**Requirements**
Output this listing as a Markdown table with the columns Row and Line, giving each non-blank line its own row. Omit the pictures from the table.

**Record list**

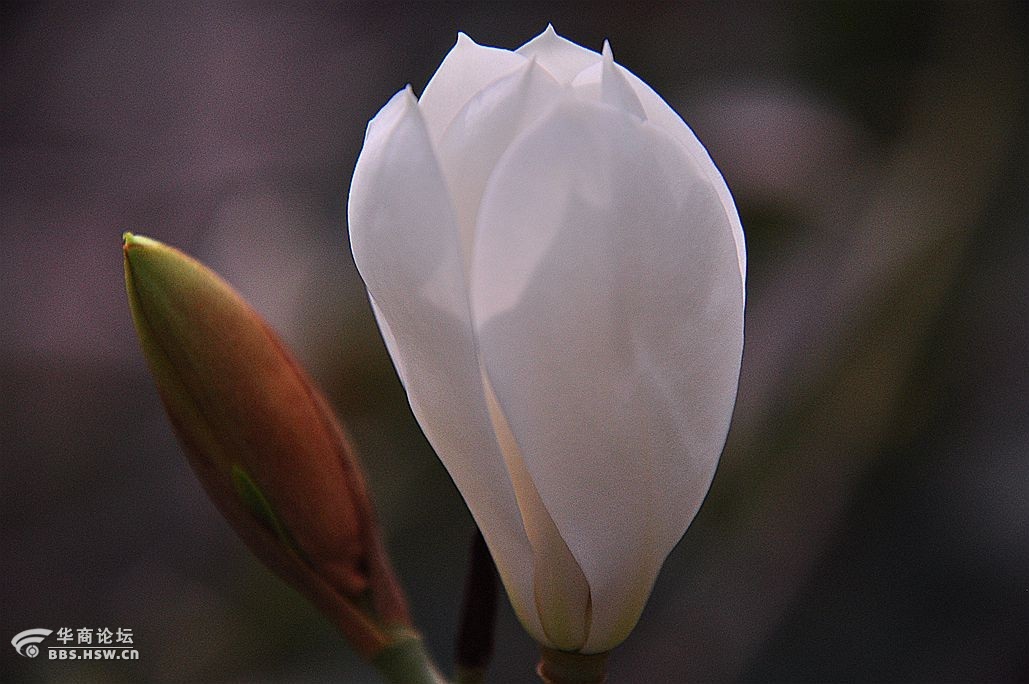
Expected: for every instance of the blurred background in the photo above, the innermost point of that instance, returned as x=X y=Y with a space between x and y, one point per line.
x=870 y=516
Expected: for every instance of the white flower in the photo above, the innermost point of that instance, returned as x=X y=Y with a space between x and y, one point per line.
x=558 y=271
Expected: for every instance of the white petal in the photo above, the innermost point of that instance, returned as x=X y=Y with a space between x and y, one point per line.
x=405 y=245
x=481 y=133
x=466 y=69
x=609 y=312
x=606 y=82
x=560 y=57
x=561 y=590
x=662 y=115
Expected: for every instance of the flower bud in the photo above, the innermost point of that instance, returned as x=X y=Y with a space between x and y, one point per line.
x=558 y=271
x=262 y=440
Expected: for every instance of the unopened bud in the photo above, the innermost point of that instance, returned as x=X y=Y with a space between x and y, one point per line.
x=262 y=441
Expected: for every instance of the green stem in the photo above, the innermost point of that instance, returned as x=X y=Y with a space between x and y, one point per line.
x=564 y=668
x=406 y=661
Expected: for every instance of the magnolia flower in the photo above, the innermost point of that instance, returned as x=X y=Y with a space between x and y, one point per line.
x=557 y=268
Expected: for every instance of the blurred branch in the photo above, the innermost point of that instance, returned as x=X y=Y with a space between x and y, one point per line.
x=836 y=337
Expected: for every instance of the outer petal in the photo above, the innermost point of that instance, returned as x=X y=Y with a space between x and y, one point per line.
x=466 y=69
x=483 y=130
x=608 y=305
x=659 y=113
x=405 y=244
x=560 y=57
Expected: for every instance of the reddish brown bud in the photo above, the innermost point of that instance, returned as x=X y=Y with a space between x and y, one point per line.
x=262 y=440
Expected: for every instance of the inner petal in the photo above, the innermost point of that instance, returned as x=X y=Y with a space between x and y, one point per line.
x=560 y=57
x=480 y=134
x=561 y=589
x=466 y=69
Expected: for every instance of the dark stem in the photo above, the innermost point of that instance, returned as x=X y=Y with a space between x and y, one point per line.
x=564 y=668
x=474 y=640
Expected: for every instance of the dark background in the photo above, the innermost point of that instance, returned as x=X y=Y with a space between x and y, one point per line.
x=870 y=517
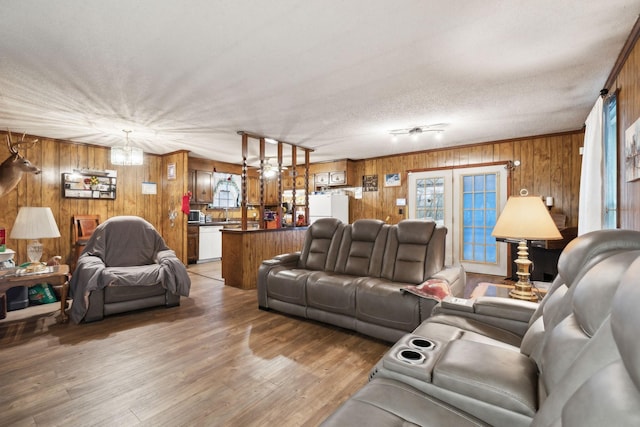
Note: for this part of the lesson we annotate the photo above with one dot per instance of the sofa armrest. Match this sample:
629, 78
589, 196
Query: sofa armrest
289, 260
455, 276
509, 314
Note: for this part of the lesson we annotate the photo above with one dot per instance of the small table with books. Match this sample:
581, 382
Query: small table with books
56, 275
485, 289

**Full solution**
| Row | Line |
|---|---|
| 1 | Expected: for every instance of the blurred background in the photo above, the innermost point of that instance, returned as x=X y=Y with a space between x and y, one point per line. |
| 2 | x=870 y=516 |
| 3 | Expected: for every instance of the white flower in the photo above, the innermost point of that instance, returned as x=X y=Y with a space between x and y, one point per line. |
| 4 | x=558 y=271 |
| 5 | Expected: for every instance of the white petal in the photo above, the innermost point of that instance, returned as x=X y=Y with a space between x and y, one point per line. |
| 6 | x=405 y=245 |
| 7 | x=481 y=133 |
| 8 | x=466 y=69 |
| 9 | x=609 y=312 |
| 10 | x=606 y=82 |
| 11 | x=560 y=57 |
| 12 | x=561 y=590 |
| 13 | x=662 y=115 |
| 14 | Expected: for every instance of the flower bud in the photo above, the innermost point of that instance, returned as x=X y=Y with a space between x and y, one point per line. |
| 15 | x=558 y=271 |
| 16 | x=262 y=440 |
| 17 | Expected: for every instance of the unopened bud in the photo above, the innermost point of that instance, returned as x=X y=Y with a space between x and y, one point per line. |
| 18 | x=262 y=441 |
| 19 | Expected: for every instance of the green stem in the photo above, the innermost point of that instance, returned as x=X y=Y with a space between x and y, one point per line. |
| 20 | x=564 y=668 |
| 21 | x=406 y=661 |
| 22 | Expected: for every instance of the magnolia flower in the photo above, the innermost point of that instance, returned as x=X y=Y with a space between x and y, one point per line. |
| 23 | x=557 y=268 |
| 24 | Expected: for every instance of the blurred branch in the photo above, the innermost point of that instance, returned as x=X y=Y with a space between x and y, one point per line. |
| 25 | x=836 y=337 |
| 26 | Expected: for every instance of the outer petal in the photo above, the innermost point of that instance, returned as x=X y=Y with a space between x and y, one point per line. |
| 27 | x=466 y=69 |
| 28 | x=483 y=130 |
| 29 | x=608 y=305 |
| 30 | x=659 y=113 |
| 31 | x=405 y=244 |
| 32 | x=560 y=57 |
| 33 | Expected: for every instance of the reddish brown bud in the photo above, the innermost point of that instance, returned as x=X y=Y with a space between x and y, one point per line. |
| 34 | x=262 y=440 |
| 35 | Expected: for every instance of the inner petal in the photo above, the innermost point of that instance, returned as x=X y=Y with a space between x and y, one point per line. |
| 36 | x=560 y=57 |
| 37 | x=480 y=134 |
| 38 | x=561 y=589 |
| 39 | x=466 y=69 |
| 40 | Expected: for every instance of the dark stem in the photo above, the innermost point of that instance, returned as x=X y=Y with a space between x and y, one point per line. |
| 41 | x=564 y=668 |
| 42 | x=474 y=640 |
| 43 | Expected: for every instance of the dark background in the photo above, the innermost point of that instance, returned as x=X y=Y with a space between x and y, one point per line. |
| 44 | x=870 y=517 |
| 45 | Note: for this part of the lesson we annotate the photo above with one dot per instance of the sofa armrest. Match this sample: |
| 46 | 629, 78 |
| 47 | 589, 196 |
| 48 | Query: sofa armrest |
| 49 | 289, 260 |
| 50 | 455, 276 |
| 51 | 509, 314 |
| 52 | Note: for this part of the lesson we annotate the photo above with one dot per instance of the small table with books. Match this sample: |
| 53 | 581, 382 |
| 54 | Query: small table with books |
| 55 | 56, 275 |
| 56 | 485, 289 |